-- start --

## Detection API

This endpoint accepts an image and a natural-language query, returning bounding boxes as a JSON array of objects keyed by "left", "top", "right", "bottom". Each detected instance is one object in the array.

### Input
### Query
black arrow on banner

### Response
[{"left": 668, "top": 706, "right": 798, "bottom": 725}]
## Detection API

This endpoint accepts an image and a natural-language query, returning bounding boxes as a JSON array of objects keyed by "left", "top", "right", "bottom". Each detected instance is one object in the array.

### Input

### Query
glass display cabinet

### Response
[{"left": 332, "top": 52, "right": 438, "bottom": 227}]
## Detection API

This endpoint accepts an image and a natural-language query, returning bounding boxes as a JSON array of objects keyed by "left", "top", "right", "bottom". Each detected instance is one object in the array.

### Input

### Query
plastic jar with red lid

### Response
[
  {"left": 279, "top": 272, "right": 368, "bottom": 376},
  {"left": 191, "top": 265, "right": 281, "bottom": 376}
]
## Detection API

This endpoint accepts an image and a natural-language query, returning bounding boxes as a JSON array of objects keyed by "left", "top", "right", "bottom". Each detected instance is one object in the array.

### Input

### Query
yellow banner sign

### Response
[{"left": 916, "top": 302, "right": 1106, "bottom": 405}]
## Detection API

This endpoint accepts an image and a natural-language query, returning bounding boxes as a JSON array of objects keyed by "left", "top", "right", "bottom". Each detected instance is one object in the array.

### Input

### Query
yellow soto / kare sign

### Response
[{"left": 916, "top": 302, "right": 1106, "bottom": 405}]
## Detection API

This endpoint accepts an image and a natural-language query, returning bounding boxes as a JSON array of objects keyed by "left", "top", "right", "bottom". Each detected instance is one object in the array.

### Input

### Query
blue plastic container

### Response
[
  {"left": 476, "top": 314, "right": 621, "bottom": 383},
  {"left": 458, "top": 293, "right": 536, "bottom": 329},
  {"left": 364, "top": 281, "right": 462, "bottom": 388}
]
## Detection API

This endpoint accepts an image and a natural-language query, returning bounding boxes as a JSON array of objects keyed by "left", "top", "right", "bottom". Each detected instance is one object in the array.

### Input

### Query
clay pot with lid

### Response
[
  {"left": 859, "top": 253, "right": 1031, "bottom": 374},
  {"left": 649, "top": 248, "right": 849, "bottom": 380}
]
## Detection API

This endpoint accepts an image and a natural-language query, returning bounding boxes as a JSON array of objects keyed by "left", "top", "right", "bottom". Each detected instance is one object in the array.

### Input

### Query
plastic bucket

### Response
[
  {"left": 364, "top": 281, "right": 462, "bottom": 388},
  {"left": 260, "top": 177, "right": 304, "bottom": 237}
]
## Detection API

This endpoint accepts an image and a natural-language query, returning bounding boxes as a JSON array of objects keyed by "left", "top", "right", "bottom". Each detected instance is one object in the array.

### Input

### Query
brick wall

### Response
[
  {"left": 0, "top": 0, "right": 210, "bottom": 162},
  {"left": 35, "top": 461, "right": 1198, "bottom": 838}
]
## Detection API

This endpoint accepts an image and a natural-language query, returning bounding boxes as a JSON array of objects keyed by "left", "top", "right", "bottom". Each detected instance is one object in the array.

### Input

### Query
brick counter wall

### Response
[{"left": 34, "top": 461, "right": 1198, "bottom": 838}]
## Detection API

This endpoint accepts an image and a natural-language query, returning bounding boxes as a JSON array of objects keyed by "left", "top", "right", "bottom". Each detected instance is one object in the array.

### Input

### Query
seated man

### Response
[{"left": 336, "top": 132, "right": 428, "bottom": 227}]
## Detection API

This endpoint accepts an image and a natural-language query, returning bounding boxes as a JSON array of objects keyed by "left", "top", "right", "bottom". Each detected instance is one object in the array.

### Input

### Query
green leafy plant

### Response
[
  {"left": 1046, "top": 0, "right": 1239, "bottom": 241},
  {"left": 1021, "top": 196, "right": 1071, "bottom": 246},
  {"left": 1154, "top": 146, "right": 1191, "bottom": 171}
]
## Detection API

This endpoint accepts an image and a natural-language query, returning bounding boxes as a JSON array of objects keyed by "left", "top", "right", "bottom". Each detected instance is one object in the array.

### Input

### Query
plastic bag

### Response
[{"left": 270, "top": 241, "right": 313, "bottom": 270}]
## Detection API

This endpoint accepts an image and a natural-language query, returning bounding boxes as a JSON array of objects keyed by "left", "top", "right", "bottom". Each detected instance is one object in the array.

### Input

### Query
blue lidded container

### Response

-- end --

▶ **CHALLENGE**: Count the lines in the records above that contain the string "yellow". Give only the number.

▶ **RESPONSE FOR THIS EXERCISE**: 2